#### TASK ITEM
Copy out each line of the entries below in which the string "boat" appears.

[Dataset excerpts]
-- Opening Marker --
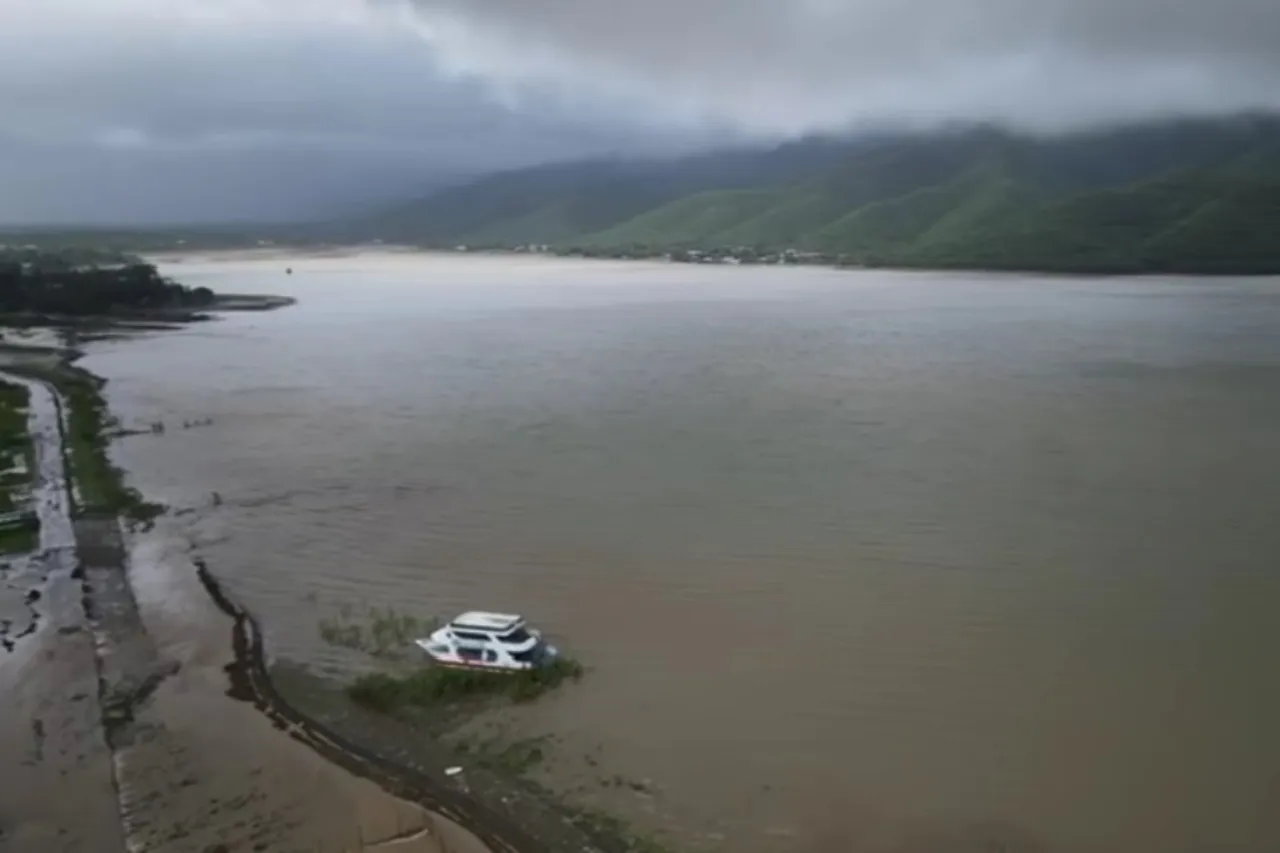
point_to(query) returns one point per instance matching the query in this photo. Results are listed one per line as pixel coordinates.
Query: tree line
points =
(54, 283)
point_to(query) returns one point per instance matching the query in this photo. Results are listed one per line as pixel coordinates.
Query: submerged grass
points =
(90, 428)
(437, 685)
(384, 633)
(17, 461)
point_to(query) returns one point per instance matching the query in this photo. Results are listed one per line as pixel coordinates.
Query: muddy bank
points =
(58, 784)
(122, 733)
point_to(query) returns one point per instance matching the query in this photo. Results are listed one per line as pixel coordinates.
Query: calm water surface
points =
(859, 560)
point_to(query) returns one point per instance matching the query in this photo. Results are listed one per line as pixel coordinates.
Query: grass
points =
(384, 633)
(438, 685)
(16, 448)
(90, 427)
(515, 757)
(598, 822)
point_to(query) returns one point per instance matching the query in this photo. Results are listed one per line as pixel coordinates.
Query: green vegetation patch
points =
(384, 633)
(438, 685)
(90, 428)
(17, 461)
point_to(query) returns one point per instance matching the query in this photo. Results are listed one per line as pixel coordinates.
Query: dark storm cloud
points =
(186, 101)
(787, 65)
(196, 109)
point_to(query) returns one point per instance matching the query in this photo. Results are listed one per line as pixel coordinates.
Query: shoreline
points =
(709, 258)
(502, 811)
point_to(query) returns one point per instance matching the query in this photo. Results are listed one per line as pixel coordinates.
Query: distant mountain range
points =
(1194, 196)
(1197, 196)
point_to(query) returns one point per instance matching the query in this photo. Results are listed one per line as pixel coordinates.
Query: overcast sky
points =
(158, 109)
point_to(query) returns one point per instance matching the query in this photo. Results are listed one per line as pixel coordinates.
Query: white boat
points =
(483, 641)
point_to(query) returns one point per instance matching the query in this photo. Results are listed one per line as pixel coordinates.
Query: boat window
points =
(528, 656)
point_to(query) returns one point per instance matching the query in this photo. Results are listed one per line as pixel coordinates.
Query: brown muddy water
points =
(858, 561)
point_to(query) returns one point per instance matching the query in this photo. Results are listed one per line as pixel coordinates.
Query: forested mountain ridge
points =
(1187, 196)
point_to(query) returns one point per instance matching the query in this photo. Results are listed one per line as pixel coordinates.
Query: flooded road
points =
(179, 766)
(860, 561)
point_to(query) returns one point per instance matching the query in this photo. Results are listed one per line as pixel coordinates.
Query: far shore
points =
(676, 258)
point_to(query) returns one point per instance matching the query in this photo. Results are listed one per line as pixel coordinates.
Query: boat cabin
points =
(480, 639)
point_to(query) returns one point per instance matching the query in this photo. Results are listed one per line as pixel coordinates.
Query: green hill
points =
(1194, 196)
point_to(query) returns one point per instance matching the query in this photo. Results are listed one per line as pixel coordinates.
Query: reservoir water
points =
(858, 560)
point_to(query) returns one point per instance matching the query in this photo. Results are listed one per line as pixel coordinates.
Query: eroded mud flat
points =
(855, 560)
(119, 733)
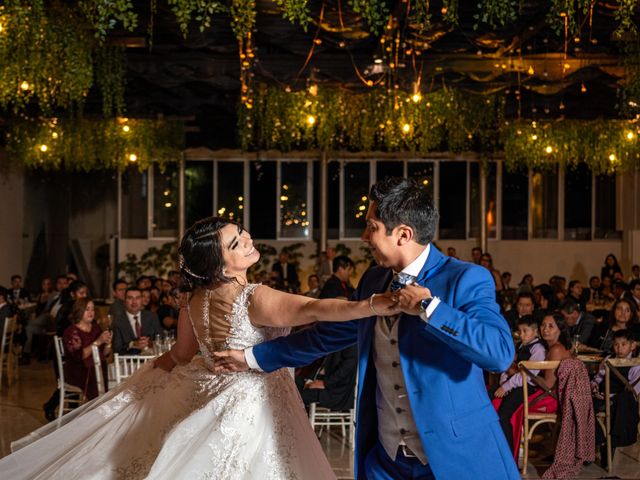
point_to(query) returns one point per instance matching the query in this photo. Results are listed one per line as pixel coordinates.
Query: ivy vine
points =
(81, 144)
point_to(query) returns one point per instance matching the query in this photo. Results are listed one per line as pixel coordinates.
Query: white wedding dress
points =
(187, 424)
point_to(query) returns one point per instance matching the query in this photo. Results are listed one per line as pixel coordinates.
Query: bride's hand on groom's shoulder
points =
(228, 361)
(385, 304)
(410, 297)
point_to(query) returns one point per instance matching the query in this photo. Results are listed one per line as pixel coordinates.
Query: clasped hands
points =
(406, 300)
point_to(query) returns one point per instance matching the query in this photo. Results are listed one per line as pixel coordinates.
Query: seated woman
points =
(623, 316)
(78, 339)
(555, 333)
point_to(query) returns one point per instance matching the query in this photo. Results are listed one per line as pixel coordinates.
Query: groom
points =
(423, 411)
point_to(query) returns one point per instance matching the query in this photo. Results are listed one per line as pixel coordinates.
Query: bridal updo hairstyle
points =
(402, 201)
(201, 262)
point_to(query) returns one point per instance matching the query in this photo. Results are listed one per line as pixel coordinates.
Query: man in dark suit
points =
(134, 331)
(287, 276)
(17, 293)
(333, 384)
(5, 308)
(338, 286)
(579, 323)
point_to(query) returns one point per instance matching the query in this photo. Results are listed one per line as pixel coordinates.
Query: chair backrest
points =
(97, 365)
(59, 347)
(611, 366)
(7, 335)
(526, 370)
(127, 364)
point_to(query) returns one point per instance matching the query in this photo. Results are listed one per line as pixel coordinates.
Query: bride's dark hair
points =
(200, 252)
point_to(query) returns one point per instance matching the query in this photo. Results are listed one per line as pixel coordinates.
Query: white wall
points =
(12, 253)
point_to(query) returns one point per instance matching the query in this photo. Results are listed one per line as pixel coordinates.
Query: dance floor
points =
(21, 412)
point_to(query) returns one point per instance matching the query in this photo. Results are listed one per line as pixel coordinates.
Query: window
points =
(422, 172)
(294, 211)
(263, 199)
(135, 188)
(165, 200)
(577, 203)
(231, 202)
(198, 184)
(386, 169)
(605, 202)
(544, 203)
(515, 197)
(453, 199)
(356, 193)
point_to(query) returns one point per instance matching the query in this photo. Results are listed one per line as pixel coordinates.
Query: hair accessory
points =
(184, 267)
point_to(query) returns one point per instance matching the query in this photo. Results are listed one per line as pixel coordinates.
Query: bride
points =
(176, 418)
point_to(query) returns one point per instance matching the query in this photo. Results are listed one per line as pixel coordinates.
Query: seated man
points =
(133, 331)
(334, 383)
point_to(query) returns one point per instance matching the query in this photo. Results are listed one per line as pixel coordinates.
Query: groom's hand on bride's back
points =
(228, 361)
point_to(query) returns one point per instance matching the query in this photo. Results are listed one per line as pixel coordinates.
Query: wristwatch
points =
(424, 304)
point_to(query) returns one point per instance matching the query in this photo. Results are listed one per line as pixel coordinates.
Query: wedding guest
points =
(623, 316)
(610, 267)
(579, 324)
(134, 331)
(313, 281)
(119, 289)
(17, 293)
(78, 339)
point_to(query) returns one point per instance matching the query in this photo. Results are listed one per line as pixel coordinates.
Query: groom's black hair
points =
(402, 201)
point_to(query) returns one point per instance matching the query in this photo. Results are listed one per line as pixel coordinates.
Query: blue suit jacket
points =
(442, 363)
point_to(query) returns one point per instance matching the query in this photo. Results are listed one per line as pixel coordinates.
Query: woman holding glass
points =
(78, 340)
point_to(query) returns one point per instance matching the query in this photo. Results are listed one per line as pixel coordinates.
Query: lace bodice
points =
(242, 333)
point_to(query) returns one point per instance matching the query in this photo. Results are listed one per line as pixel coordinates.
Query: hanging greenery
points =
(445, 120)
(92, 144)
(45, 55)
(389, 120)
(110, 77)
(605, 145)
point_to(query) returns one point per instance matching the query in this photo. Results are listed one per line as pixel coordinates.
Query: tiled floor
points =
(21, 412)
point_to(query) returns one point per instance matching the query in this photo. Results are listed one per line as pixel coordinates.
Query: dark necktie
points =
(138, 327)
(399, 280)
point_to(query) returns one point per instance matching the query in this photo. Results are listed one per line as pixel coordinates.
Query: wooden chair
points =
(611, 366)
(8, 358)
(538, 418)
(97, 365)
(70, 395)
(125, 365)
(323, 417)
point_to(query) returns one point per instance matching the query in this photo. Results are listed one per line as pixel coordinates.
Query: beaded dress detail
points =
(190, 423)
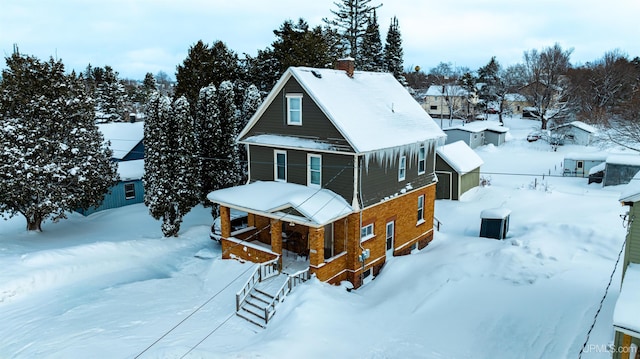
-- Closing Marker --
#### ANSWER SPACE
Query: white boat
Query: boat window
Query: boat cabin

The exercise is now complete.